§ **Data extract**:
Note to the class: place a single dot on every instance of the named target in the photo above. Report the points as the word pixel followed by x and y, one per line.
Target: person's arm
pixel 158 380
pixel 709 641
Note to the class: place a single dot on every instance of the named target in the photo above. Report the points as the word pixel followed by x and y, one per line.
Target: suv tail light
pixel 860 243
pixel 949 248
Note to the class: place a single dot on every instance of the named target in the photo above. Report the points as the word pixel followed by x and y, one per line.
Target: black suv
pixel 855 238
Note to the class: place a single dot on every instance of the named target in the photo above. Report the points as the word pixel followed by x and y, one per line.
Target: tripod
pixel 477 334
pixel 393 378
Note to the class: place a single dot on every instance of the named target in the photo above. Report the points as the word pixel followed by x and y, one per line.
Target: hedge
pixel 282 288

§ **Task goal**:
Please copy all of the records above word for word, keeping their order and line breaks.

§ **Written solution**:
Note to the class: place a single dot on every instance of the named target in the photo above. Report the points as the word pixel followed by x and y, one per line.
Target: person's arm
pixel 158 380
pixel 709 641
Note to the class: place a single dot on every instance of the named target in the photo above. Report the points as the word pixel followed by x and y, one per line.
Target: suv tail light
pixel 860 243
pixel 949 248
Note to the class: place a single dot on every instance of the named target in the photo above. Report the points as the word pixel followed by x and y, one per line.
Target: black suv
pixel 855 238
Note to the class: place a single dot on every instance of the named target in the photo above. Report the points as the word pixel followed by x and y, one per line.
Target: tripod
pixel 477 334
pixel 393 378
Note to the class: place a single dot on every instance of the named target in the photo above. Report the points as the word pixel followed by x and y, one per line.
Target: hedge
pixel 282 288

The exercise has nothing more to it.